- Page excerpt

Once site characteristics have been discerned, strategies for gaining hydrologic control and for supplying the requisite nutrients and electron acceptors for the microorganisms can be developed. If there is a sufficient natural supply of these substances, intrinsic bioremediation may be effective. On the other hand, if these biochemical or environmental requirements must be artificially supplied to maintain a desired level of activity, engineered bioremediation is the desired course. The ultimate consideration is if and when the targeted cleanup goal can be achieved.
Engineered bioremediation may be chosen over intrinsic bioremediation because of time and liability. Because engineered bioremediation accelerates biodegradation reaction rates, this technology is appropriate for situations where time constraints for contaminant elimination are short or where transport processes are causing the contaminant plume to advance rapidly. The need for rapid pollutant removal may be driven by an impending property transfer or by the impact of contamination on the local community. A shortened cleanup time means a correspondingly lower cost of maintaining the site, as more rapid remediation reduces the long-term sampling and analysis costs. Actions implicit in engineered bioremediation also address the political and psychological needs of a client or community that has been affected by the contamination. The construction and operation of engineered bioremediation systems can demonstrate to the local community that the party responsible for the contamination has a responsive "good neighbor" attitude.
Engineered bioremediation can take a number of forms. The different applications vary according to both the context of the contamination (site geology, hydrology, and chemistry) and the biochemical processes to be harnessed. Regardless of site conditions, however, certain principal parameters guide the design, depending on whether the system is to treat soil or water.

- Dataset

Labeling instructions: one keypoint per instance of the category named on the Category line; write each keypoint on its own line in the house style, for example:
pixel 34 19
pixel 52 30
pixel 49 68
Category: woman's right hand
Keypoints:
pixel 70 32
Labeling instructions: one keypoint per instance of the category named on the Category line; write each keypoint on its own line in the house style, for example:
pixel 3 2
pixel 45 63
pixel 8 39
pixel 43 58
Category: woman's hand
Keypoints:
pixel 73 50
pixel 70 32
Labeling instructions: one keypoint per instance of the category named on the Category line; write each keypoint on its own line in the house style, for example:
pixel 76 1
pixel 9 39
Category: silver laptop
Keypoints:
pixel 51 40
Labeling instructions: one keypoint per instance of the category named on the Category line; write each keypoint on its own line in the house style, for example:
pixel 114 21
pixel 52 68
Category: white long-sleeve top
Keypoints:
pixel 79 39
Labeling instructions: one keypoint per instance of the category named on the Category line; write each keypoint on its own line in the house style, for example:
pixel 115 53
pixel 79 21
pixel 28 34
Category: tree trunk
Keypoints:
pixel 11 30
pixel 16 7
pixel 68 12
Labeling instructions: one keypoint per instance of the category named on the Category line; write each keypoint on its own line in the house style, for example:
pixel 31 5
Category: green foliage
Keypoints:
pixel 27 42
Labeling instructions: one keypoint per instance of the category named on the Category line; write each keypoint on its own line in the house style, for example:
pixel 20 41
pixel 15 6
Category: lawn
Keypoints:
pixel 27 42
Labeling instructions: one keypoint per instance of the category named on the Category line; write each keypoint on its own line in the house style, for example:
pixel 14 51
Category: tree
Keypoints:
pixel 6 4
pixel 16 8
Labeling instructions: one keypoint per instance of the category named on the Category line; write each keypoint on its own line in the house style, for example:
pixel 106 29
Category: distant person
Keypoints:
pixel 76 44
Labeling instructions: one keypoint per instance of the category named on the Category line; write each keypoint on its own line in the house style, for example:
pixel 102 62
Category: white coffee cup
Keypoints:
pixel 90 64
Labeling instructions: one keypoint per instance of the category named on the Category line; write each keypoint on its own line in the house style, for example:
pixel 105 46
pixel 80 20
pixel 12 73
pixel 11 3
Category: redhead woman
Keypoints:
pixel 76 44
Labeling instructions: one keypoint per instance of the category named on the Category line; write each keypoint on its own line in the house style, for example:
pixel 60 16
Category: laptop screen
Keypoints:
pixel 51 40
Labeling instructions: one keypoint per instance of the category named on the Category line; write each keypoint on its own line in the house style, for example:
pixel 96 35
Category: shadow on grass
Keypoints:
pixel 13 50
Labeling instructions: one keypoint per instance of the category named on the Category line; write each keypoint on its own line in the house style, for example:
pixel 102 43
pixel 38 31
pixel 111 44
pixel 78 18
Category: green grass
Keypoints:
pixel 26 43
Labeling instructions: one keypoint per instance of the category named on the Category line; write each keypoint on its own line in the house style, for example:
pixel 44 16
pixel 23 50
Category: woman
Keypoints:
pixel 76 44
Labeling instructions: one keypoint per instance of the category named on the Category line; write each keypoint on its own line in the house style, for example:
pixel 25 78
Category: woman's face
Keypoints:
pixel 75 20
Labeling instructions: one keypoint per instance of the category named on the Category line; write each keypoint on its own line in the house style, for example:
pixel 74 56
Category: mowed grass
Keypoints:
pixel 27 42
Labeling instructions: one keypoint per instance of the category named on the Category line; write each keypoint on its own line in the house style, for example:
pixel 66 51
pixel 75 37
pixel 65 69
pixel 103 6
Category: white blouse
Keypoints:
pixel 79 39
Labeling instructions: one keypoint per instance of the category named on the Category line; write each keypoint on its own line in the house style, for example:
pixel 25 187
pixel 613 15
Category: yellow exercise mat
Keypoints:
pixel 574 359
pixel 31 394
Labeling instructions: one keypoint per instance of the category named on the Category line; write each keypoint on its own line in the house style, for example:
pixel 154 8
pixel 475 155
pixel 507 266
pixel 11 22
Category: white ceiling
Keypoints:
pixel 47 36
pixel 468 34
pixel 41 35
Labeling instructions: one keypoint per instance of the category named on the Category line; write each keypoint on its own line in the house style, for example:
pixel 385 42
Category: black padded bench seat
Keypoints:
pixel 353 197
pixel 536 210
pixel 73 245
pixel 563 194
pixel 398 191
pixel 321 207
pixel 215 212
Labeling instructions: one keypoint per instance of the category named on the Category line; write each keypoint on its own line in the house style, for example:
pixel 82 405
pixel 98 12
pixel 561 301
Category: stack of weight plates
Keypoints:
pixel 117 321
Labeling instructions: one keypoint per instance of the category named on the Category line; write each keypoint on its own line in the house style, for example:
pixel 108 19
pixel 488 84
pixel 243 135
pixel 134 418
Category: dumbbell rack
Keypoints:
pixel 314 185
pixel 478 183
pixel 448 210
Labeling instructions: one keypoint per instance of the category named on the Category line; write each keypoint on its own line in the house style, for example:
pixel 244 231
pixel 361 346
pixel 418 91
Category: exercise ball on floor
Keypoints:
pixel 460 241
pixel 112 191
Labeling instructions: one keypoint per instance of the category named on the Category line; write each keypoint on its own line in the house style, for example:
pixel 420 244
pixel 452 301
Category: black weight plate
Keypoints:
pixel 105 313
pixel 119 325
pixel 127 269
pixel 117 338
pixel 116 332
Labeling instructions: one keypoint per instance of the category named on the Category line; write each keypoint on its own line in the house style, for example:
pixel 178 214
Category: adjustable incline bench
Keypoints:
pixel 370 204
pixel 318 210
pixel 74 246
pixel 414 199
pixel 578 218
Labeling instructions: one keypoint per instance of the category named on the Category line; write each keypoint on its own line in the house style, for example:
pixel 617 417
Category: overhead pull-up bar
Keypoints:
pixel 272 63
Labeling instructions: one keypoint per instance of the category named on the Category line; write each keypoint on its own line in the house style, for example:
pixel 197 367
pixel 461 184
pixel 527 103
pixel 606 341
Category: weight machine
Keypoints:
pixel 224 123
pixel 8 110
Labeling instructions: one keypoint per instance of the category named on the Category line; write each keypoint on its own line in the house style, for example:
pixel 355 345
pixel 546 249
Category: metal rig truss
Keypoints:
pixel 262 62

- What you should do
In the bioremediation excerpt, what two reasons are given for choosing engineered bioremediation over intrinsic bioremediation?

- Task output
Time and liability.